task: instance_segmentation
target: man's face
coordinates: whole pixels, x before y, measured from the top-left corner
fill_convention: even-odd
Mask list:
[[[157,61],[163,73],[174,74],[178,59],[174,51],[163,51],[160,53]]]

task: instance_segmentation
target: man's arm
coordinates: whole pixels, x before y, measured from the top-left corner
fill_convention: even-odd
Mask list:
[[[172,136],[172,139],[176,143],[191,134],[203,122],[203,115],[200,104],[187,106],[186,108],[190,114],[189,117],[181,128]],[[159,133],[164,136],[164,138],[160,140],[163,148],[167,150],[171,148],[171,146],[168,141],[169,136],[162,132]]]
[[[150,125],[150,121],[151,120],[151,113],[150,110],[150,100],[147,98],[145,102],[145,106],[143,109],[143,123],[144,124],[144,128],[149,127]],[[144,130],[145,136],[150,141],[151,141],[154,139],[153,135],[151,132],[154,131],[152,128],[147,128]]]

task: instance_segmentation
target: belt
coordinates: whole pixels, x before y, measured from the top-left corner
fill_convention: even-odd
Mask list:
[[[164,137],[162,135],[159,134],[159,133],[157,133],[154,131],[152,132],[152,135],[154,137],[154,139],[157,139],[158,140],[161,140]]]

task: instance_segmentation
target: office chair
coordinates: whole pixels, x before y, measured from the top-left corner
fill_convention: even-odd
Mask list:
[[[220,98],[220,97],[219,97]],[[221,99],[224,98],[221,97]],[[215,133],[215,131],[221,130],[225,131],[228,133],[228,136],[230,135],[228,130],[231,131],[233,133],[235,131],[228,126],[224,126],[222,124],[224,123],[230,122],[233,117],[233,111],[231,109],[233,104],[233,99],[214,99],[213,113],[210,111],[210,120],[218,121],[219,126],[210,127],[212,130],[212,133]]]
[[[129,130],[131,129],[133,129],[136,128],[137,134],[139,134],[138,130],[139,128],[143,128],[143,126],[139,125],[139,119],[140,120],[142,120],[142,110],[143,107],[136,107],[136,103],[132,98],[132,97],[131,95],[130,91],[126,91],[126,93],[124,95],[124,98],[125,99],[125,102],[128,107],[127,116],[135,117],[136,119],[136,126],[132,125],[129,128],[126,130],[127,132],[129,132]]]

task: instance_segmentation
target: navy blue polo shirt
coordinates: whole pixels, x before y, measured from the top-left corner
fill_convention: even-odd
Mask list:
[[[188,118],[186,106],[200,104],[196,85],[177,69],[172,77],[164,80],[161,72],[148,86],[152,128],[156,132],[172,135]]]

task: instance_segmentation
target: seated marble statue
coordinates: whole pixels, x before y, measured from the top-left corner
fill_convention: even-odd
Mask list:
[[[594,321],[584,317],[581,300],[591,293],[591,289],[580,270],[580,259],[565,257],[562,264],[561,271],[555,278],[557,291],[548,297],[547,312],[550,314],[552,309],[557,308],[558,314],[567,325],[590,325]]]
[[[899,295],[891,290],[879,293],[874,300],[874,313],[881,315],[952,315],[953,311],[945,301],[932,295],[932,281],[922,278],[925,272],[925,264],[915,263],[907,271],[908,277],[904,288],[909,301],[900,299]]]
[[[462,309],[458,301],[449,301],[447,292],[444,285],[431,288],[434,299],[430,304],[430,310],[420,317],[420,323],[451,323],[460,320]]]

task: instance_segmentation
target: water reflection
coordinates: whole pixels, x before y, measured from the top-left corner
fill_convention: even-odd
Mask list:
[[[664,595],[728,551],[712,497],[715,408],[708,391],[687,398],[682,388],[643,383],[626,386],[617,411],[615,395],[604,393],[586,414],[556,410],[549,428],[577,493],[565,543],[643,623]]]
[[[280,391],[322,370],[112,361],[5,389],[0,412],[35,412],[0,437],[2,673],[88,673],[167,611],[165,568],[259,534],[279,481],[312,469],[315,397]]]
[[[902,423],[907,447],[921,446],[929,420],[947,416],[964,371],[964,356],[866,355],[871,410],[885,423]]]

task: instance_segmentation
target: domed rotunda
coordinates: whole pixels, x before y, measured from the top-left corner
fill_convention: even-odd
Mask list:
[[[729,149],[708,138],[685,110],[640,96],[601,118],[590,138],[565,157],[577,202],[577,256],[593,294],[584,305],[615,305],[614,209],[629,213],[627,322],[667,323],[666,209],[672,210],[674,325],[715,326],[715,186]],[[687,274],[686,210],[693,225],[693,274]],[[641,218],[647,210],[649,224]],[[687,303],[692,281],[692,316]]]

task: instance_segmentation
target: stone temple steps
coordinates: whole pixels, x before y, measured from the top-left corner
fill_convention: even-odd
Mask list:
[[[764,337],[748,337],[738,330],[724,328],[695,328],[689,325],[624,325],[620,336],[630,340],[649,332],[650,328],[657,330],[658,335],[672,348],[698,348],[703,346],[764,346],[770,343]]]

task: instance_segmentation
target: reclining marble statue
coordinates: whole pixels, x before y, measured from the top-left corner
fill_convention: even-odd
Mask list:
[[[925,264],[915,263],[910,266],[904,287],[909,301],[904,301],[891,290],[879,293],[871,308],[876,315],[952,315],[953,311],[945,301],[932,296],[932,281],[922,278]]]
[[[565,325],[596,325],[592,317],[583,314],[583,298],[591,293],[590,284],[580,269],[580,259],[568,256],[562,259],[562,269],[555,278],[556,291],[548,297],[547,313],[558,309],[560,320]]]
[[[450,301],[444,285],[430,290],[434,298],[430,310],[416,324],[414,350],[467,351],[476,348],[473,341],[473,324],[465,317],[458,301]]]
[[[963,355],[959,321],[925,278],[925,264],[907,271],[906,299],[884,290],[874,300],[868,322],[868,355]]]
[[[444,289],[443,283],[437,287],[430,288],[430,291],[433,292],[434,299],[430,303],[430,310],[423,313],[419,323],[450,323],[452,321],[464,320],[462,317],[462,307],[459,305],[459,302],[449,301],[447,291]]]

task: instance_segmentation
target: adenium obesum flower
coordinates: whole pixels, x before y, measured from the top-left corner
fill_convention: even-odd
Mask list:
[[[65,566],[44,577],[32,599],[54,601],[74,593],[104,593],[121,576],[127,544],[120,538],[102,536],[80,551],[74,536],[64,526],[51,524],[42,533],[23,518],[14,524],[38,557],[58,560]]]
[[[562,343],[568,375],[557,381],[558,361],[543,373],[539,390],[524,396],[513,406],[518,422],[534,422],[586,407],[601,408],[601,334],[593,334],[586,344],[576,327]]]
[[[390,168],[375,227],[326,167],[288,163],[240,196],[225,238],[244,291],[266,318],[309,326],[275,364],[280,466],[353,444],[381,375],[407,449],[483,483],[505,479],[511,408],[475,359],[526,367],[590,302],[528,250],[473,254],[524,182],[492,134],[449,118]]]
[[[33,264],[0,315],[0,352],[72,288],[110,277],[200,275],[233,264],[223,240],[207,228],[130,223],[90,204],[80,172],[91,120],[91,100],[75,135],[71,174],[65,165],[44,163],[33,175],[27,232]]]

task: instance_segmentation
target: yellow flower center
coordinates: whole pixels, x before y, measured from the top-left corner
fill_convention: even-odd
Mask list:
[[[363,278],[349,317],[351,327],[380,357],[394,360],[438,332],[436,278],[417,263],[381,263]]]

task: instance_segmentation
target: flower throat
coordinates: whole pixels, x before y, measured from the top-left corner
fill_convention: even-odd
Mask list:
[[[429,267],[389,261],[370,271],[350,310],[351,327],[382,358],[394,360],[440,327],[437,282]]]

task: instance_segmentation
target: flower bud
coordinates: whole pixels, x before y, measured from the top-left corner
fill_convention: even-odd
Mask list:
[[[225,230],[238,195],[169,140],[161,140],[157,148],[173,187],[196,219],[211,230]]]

^^^^^^^^^^^^^^^^

Challenge: Output all of the data again, exactly.

Task response:
task: instance_segmentation
target: man's face
coordinates: whole pixels, x before y, measured from the top-left corner
fill_convention: even-odd
Mask list:
[[[157,61],[163,73],[174,74],[178,59],[174,51],[163,51],[160,53]]]

task: instance_segmentation
target: man's arm
coordinates: whole pixels, x before y, measured from the top-left corner
fill_convention: even-odd
Mask list:
[[[172,136],[172,139],[176,143],[191,134],[203,122],[203,115],[200,104],[187,106],[186,108],[190,114],[189,117],[181,128]],[[159,133],[164,136],[164,138],[160,140],[163,148],[167,150],[171,148],[171,146],[168,141],[169,136],[162,132]]]
[[[150,125],[150,121],[151,120],[151,113],[150,110],[150,100],[147,98],[145,102],[145,106],[143,109],[143,123],[144,124],[144,128],[149,127]],[[144,130],[145,136],[150,141],[151,141],[154,139],[153,135],[151,132],[154,131],[152,128],[147,128]]]

task: instance_segmentation
target: belt
coordinates: whole pixels, x before y, measured from the top-left corner
fill_convention: even-odd
Mask list:
[[[164,137],[162,135],[159,134],[159,133],[157,133],[154,131],[152,132],[152,135],[154,137],[154,139],[157,139],[158,140],[161,140]]]

task: instance_segmentation
target: office chair
coordinates: whole pixels, x before y, measured from the top-left corner
fill_convention: even-odd
Mask list:
[[[220,98],[220,97],[219,97]],[[221,99],[224,98],[221,97]],[[215,133],[215,131],[221,130],[225,131],[228,133],[228,136],[230,135],[228,130],[231,131],[233,133],[235,131],[228,126],[224,126],[222,124],[224,123],[230,122],[233,117],[233,111],[231,109],[233,104],[233,99],[214,99],[213,113],[210,111],[210,120],[218,121],[219,126],[210,127],[212,130],[212,133]]]
[[[129,130],[131,129],[133,129],[136,128],[137,134],[139,134],[138,130],[139,128],[143,128],[143,126],[139,125],[139,119],[140,120],[142,120],[142,110],[143,107],[136,107],[136,103],[132,98],[132,97],[131,95],[130,91],[126,91],[126,93],[124,95],[124,98],[125,99],[125,102],[128,107],[127,116],[135,117],[136,119],[136,126],[132,125],[129,128],[126,130],[127,132],[129,132]]]

task: instance_segmentation
target: navy blue polo shirt
coordinates: whole pixels, x before y, measured from the top-left corner
fill_convention: even-odd
Mask list:
[[[188,118],[186,106],[200,104],[196,85],[177,69],[172,77],[164,80],[161,72],[148,86],[152,128],[156,132],[172,135]]]

task: instance_segmentation
target: seated marble statue
coordinates: whole pixels, x before y, measured from the top-left corner
fill_convention: even-odd
Mask list:
[[[594,321],[584,317],[581,300],[591,293],[591,289],[580,270],[580,259],[565,257],[562,264],[561,271],[555,278],[557,291],[548,297],[547,312],[550,314],[552,309],[557,308],[558,314],[567,325],[590,325]]]
[[[899,295],[891,290],[879,293],[874,300],[874,313],[881,315],[952,315],[953,311],[945,301],[932,295],[932,281],[922,278],[925,272],[925,264],[915,263],[907,271],[908,277],[904,288],[909,301],[900,299]]]
[[[462,309],[458,301],[449,301],[447,292],[444,285],[431,288],[434,299],[430,304],[430,310],[420,317],[420,323],[451,323],[460,320]]]

task: instance_segmentation
target: water reflection
coordinates: whole pixels, x before y, measured from the top-left corner
fill_convention: even-odd
Mask list:
[[[664,595],[728,551],[712,497],[715,408],[708,391],[687,398],[682,388],[643,383],[626,386],[617,411],[615,395],[604,393],[586,414],[556,410],[549,428],[577,493],[565,543],[643,623]]]
[[[280,391],[322,370],[112,361],[5,389],[0,412],[35,412],[0,437],[2,673],[88,673],[167,611],[165,568],[259,534],[279,481],[312,469],[315,397]]]
[[[902,423],[907,447],[921,446],[929,420],[947,416],[964,371],[964,356],[866,355],[871,410],[885,423]]]

task: instance_segmentation
target: domed rotunda
coordinates: whole pixels, x before y, measured from the top-left corner
fill_convention: even-odd
Mask list:
[[[729,149],[708,138],[685,110],[640,96],[601,118],[590,138],[565,157],[577,202],[577,256],[593,294],[584,305],[615,305],[614,209],[629,213],[627,322],[667,323],[666,209],[672,210],[674,325],[715,326],[715,186]],[[687,274],[686,210],[693,225],[693,274]],[[641,218],[647,210],[649,224]],[[687,303],[692,281],[692,316]]]

task: instance_segmentation
target: stone temple steps
coordinates: whole pixels, x before y, measured from the top-left corner
fill_convention: even-odd
Mask list:
[[[764,337],[748,337],[738,330],[724,328],[695,328],[689,325],[624,325],[620,336],[630,340],[649,332],[650,328],[657,330],[658,335],[672,348],[698,348],[703,346],[764,346],[770,343]]]

task: instance_segmentation
target: reclining marble statue
coordinates: whole pixels, x before y, measured from the top-left corner
fill_convention: even-odd
Mask list:
[[[925,264],[915,263],[910,266],[904,287],[909,301],[904,301],[891,290],[879,293],[871,308],[876,315],[952,315],[953,311],[945,301],[932,296],[932,281],[922,278]]]
[[[565,325],[596,325],[592,317],[583,314],[583,298],[591,293],[590,284],[580,269],[580,259],[568,256],[562,259],[562,269],[555,278],[556,291],[548,297],[547,313],[558,309],[560,320]]]
[[[450,301],[444,285],[430,290],[434,298],[430,310],[416,324],[414,350],[467,351],[476,348],[473,341],[473,324],[465,317],[458,301]]]
[[[963,355],[959,321],[925,278],[925,264],[907,271],[906,299],[884,290],[874,300],[868,322],[868,355]]]
[[[444,289],[443,283],[437,287],[430,288],[430,291],[433,292],[434,299],[430,303],[430,310],[423,313],[419,323],[450,323],[452,321],[464,320],[462,317],[462,307],[459,305],[459,302],[449,301],[447,291]]]

task: instance_segmentation
target: adenium obesum flower
coordinates: whole pixels, x before y, measured from the top-left corner
fill_convention: even-odd
Mask list:
[[[65,566],[44,577],[32,599],[54,601],[74,593],[104,593],[121,576],[127,544],[120,538],[102,536],[80,551],[74,536],[64,526],[51,524],[42,533],[23,518],[14,524],[38,557],[58,560]]]
[[[562,343],[568,375],[557,381],[558,361],[543,373],[539,390],[524,396],[513,406],[518,422],[534,422],[586,407],[601,408],[601,334],[593,334],[586,344],[576,327]]]
[[[390,168],[375,227],[326,167],[288,163],[240,196],[225,238],[244,291],[266,318],[309,326],[275,364],[280,466],[353,444],[381,375],[407,449],[483,483],[505,479],[511,408],[475,359],[526,367],[590,302],[528,250],[473,254],[524,182],[492,134],[449,118]]]
[[[33,264],[0,315],[0,352],[72,288],[110,277],[200,275],[233,264],[223,240],[207,228],[130,223],[90,204],[80,172],[91,120],[91,100],[75,135],[71,174],[65,165],[44,163],[33,175],[27,232]]]

task: instance_segmentation
target: yellow flower center
coordinates: whole pixels, x before y, measured from the top-left corner
fill_convention: even-odd
Mask list:
[[[363,278],[349,317],[351,327],[380,357],[394,360],[438,332],[436,278],[417,263],[381,263]]]

task: instance_segmentation
target: flower throat
coordinates: whole pixels, x before y, measured from the top-left corner
fill_convention: even-odd
Mask list:
[[[429,267],[389,261],[370,271],[350,310],[351,327],[382,358],[394,360],[440,327],[437,282]]]

task: instance_segmentation
target: flower bud
coordinates: whole pixels, x before y, measured from the top-left corner
fill_convention: even-odd
Mask list:
[[[225,230],[238,195],[169,140],[161,140],[157,148],[173,187],[196,219],[211,230]]]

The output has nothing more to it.